EXERCISE MATERIALS START

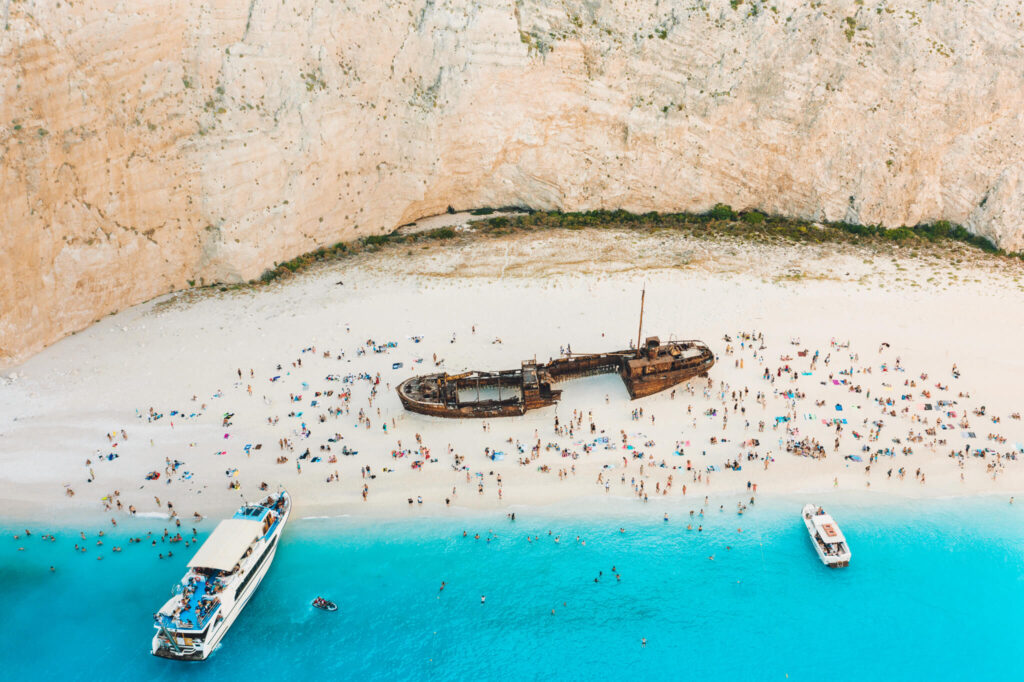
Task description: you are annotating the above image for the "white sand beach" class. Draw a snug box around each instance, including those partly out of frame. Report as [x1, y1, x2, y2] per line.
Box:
[2, 226, 1023, 523]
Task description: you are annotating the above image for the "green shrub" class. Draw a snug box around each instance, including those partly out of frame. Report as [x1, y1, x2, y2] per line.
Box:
[362, 234, 391, 246]
[427, 227, 456, 239]
[741, 211, 765, 224]
[708, 203, 735, 220]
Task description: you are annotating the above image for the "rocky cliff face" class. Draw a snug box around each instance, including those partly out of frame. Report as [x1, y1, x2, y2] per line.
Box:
[2, 0, 1023, 366]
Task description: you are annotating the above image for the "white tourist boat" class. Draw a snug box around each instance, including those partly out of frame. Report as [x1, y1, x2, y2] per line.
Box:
[152, 490, 291, 660]
[802, 503, 851, 568]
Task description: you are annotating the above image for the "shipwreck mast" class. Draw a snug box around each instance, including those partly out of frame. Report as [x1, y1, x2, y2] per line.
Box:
[635, 286, 645, 355]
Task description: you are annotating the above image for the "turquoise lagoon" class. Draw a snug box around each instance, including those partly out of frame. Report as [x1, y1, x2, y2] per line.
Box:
[2, 496, 1023, 681]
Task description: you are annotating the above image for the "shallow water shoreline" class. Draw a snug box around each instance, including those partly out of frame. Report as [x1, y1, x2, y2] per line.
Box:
[4, 488, 1020, 533]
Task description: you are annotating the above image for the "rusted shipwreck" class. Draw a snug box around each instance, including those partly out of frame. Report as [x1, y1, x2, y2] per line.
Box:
[397, 336, 715, 419]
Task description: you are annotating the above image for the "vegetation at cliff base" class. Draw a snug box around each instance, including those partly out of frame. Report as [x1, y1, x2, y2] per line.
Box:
[477, 207, 1008, 256]
[220, 205, 1019, 293]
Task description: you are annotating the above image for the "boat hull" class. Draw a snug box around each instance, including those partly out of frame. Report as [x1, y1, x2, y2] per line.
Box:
[397, 392, 533, 419]
[151, 539, 282, 660]
[397, 340, 714, 419]
[152, 492, 290, 660]
[622, 364, 713, 399]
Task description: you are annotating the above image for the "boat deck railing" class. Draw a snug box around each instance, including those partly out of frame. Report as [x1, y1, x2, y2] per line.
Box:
[159, 574, 223, 632]
[159, 493, 289, 632]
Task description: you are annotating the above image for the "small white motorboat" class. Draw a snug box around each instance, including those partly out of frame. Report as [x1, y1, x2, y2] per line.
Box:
[802, 504, 851, 568]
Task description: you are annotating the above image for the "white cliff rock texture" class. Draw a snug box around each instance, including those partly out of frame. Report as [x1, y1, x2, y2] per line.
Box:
[2, 0, 1023, 365]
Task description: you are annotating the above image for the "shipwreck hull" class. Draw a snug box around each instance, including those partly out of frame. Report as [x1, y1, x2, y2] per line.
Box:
[398, 396, 529, 419]
[624, 365, 713, 399]
[622, 343, 716, 399]
[396, 338, 714, 419]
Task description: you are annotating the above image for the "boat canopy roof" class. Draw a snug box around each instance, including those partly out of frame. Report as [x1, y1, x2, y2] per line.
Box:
[187, 519, 262, 571]
[811, 515, 846, 544]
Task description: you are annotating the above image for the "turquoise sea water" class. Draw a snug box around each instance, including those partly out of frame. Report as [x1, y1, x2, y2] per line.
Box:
[2, 496, 1023, 681]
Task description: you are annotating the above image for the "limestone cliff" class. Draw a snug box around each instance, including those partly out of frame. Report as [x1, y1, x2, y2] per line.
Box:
[2, 0, 1023, 366]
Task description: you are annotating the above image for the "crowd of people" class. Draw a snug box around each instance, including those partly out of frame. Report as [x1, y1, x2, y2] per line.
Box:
[16, 325, 1024, 576]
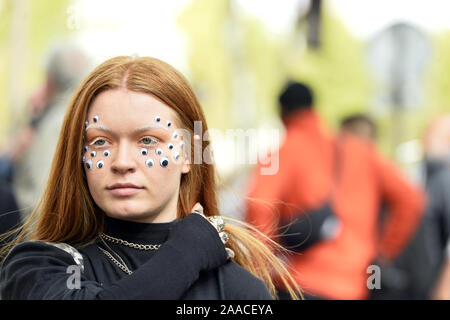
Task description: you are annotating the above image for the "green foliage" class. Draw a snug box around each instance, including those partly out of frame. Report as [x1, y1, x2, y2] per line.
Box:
[179, 1, 371, 134]
[178, 0, 233, 130]
[424, 31, 450, 121]
[284, 10, 371, 130]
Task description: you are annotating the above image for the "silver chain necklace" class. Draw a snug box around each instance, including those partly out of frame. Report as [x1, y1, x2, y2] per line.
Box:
[97, 233, 161, 275]
[99, 233, 162, 250]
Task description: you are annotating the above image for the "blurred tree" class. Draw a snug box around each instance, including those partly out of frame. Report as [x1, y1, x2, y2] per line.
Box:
[424, 32, 450, 122]
[178, 0, 233, 131]
[285, 8, 371, 131]
[0, 0, 72, 144]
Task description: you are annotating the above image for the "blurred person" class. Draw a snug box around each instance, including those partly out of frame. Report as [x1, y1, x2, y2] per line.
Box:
[0, 183, 21, 250]
[340, 113, 377, 143]
[427, 165, 450, 299]
[339, 113, 431, 299]
[0, 56, 301, 300]
[0, 43, 91, 218]
[245, 81, 425, 300]
[422, 114, 450, 184]
[415, 114, 450, 299]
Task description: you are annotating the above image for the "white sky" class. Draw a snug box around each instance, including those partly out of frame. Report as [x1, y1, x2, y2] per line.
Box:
[70, 0, 450, 69]
[328, 0, 450, 39]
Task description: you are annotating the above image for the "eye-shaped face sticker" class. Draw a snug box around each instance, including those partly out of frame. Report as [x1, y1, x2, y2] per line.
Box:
[96, 160, 104, 169]
[155, 116, 161, 122]
[103, 150, 110, 157]
[141, 148, 148, 156]
[173, 152, 180, 161]
[85, 159, 93, 170]
[168, 143, 174, 150]
[145, 158, 154, 167]
[172, 132, 178, 139]
[90, 150, 97, 157]
[83, 145, 89, 153]
[93, 115, 99, 123]
[156, 148, 163, 156]
[166, 120, 171, 127]
[160, 156, 169, 167]
[179, 141, 184, 148]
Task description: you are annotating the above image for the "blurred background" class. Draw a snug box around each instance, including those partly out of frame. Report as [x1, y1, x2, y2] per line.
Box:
[1, 0, 450, 300]
[1, 0, 450, 181]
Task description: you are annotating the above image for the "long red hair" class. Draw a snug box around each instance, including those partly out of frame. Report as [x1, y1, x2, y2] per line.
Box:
[1, 56, 302, 299]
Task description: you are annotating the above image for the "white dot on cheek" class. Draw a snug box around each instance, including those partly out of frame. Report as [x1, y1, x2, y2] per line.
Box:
[85, 159, 93, 170]
[145, 159, 154, 167]
[96, 160, 104, 169]
[160, 157, 169, 168]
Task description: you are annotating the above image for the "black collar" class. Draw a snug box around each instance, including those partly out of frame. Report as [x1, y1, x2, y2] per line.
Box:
[103, 215, 177, 244]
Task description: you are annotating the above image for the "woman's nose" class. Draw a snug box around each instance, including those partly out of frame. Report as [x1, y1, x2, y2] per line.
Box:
[110, 142, 137, 174]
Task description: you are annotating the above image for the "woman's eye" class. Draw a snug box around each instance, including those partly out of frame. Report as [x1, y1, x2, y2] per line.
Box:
[90, 138, 108, 147]
[141, 137, 158, 146]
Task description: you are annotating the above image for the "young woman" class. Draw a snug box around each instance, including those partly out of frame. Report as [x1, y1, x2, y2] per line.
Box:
[0, 56, 301, 300]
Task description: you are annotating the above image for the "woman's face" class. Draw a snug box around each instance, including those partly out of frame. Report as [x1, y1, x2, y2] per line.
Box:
[83, 88, 190, 223]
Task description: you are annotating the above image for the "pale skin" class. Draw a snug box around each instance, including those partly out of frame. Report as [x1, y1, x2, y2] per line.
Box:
[84, 87, 198, 223]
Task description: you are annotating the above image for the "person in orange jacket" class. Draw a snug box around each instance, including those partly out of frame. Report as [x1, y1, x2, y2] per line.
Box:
[245, 82, 425, 300]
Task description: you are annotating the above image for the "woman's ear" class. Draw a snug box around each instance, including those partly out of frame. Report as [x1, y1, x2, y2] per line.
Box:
[181, 161, 191, 174]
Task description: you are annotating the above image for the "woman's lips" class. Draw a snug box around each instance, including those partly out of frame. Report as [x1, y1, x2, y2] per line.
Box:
[107, 183, 144, 197]
[108, 187, 143, 197]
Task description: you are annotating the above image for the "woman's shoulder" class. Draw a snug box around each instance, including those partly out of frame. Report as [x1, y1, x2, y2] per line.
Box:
[2, 240, 84, 271]
[218, 261, 274, 300]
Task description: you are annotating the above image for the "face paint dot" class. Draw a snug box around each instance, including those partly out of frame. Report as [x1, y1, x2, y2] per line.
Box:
[103, 150, 110, 157]
[156, 148, 163, 155]
[90, 150, 97, 157]
[155, 116, 161, 122]
[160, 157, 169, 167]
[85, 159, 92, 170]
[93, 115, 99, 123]
[145, 159, 154, 167]
[141, 148, 148, 156]
[168, 143, 174, 150]
[166, 120, 171, 127]
[96, 160, 104, 169]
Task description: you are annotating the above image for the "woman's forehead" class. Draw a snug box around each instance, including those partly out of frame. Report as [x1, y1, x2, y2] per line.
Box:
[86, 88, 179, 128]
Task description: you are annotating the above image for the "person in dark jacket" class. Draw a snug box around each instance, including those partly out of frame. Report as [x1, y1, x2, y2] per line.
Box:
[0, 56, 301, 300]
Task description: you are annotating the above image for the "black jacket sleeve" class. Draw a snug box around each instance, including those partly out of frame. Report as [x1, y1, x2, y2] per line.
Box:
[220, 262, 274, 300]
[0, 214, 228, 300]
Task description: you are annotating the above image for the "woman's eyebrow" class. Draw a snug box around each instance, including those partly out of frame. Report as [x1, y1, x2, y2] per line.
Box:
[132, 125, 169, 134]
[85, 124, 169, 135]
[85, 124, 112, 133]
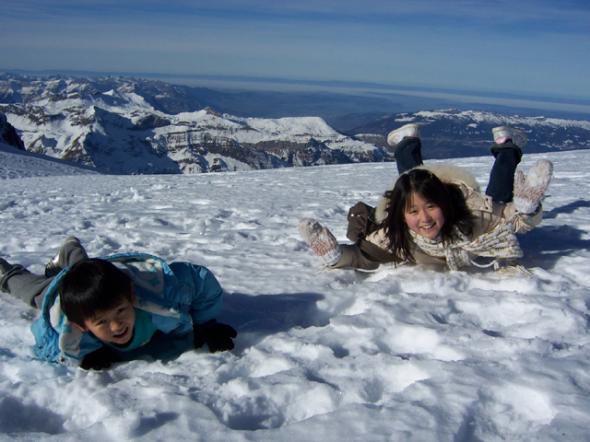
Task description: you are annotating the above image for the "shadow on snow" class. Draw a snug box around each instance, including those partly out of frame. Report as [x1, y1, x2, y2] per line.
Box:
[122, 291, 328, 362]
[520, 223, 590, 269]
[220, 291, 329, 352]
[542, 199, 590, 219]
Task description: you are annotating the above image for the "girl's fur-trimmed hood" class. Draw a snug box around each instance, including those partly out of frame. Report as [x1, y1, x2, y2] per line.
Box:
[374, 164, 481, 223]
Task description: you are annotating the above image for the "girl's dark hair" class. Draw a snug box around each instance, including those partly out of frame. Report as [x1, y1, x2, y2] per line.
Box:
[59, 258, 133, 326]
[383, 168, 474, 263]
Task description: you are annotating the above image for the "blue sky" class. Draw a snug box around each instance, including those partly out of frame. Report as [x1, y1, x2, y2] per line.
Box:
[1, 0, 589, 100]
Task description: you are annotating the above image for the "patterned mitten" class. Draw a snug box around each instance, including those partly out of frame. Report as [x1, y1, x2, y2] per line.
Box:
[298, 218, 342, 266]
[513, 159, 554, 214]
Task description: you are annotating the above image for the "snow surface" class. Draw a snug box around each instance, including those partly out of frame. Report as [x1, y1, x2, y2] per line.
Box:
[0, 143, 96, 180]
[1, 148, 590, 441]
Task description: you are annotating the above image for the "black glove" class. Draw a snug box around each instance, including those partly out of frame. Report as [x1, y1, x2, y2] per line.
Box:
[193, 320, 237, 353]
[80, 346, 120, 370]
[346, 201, 377, 243]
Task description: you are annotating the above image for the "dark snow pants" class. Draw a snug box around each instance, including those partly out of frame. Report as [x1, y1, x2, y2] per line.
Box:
[0, 237, 88, 308]
[394, 136, 522, 203]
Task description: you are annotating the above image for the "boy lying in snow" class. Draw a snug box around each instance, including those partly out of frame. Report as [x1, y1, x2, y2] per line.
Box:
[0, 237, 237, 369]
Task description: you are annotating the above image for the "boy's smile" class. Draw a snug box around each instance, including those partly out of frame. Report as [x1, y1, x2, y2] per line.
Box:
[81, 298, 136, 345]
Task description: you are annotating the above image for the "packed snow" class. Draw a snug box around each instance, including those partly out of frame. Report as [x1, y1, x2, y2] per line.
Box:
[0, 147, 589, 441]
[0, 143, 96, 180]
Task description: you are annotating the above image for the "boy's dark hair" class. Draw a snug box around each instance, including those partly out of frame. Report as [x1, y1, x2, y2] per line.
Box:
[59, 258, 133, 326]
[383, 168, 474, 263]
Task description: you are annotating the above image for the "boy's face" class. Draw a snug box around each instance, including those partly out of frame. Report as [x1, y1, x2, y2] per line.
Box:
[80, 297, 135, 345]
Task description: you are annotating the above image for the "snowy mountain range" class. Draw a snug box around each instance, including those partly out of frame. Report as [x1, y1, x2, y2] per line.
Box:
[1, 73, 589, 174]
[351, 109, 590, 159]
[0, 74, 392, 174]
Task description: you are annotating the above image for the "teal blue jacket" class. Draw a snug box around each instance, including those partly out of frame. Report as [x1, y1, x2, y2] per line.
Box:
[31, 253, 224, 366]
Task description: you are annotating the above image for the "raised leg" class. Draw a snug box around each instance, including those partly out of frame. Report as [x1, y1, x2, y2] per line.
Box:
[387, 124, 423, 175]
[393, 137, 424, 175]
[1, 237, 89, 308]
[485, 132, 524, 203]
[0, 259, 50, 308]
[45, 236, 89, 277]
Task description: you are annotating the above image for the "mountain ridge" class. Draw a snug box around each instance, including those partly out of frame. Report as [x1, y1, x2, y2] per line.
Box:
[1, 73, 589, 174]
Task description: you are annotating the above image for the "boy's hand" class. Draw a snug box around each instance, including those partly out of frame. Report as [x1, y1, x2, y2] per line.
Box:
[193, 320, 237, 352]
[80, 346, 120, 370]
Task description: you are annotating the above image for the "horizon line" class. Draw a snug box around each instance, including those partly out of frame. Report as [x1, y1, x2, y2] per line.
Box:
[2, 67, 590, 117]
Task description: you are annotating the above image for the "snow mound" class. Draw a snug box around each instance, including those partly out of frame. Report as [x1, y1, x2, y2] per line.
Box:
[0, 142, 96, 180]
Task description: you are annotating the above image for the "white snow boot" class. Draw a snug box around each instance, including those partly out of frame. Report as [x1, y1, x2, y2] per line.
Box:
[387, 123, 420, 147]
[492, 126, 528, 148]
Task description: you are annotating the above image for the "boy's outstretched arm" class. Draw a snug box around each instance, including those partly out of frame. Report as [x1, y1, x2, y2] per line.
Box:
[169, 262, 238, 352]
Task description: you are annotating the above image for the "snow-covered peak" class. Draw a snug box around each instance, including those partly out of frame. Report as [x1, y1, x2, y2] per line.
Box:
[1, 75, 386, 174]
[2, 74, 589, 175]
[243, 116, 336, 138]
[411, 109, 590, 130]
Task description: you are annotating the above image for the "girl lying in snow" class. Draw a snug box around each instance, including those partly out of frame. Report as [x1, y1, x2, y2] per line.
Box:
[299, 124, 553, 272]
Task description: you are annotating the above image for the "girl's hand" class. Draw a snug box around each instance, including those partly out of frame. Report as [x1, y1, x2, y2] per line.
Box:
[513, 159, 553, 214]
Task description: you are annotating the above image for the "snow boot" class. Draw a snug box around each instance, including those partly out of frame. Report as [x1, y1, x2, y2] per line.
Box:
[0, 258, 14, 291]
[0, 258, 12, 281]
[387, 123, 420, 147]
[492, 126, 528, 148]
[45, 236, 84, 277]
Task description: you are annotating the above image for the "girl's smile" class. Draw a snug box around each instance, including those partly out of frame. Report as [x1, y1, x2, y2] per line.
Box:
[404, 192, 445, 240]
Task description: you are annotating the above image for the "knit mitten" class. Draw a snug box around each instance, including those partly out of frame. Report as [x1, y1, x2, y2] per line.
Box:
[513, 159, 554, 214]
[298, 218, 342, 267]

EXERCISE MATERIALS END

Each line carrying the string "boot" should be copied out from the entries.

* [RESPONSE TO THE TASK]:
Task description: you are annotating the above image for the "white snow boot" class. Draw a snug box around each instance, including those partly out of frame. Report as [x1, y1, x2, y2] per line.
Task description: you are annotating the above image for the "snow boot" class. Draw a snug box around each instance, including those partly out of frame. Report as [x1, y1, x2, y2] per line.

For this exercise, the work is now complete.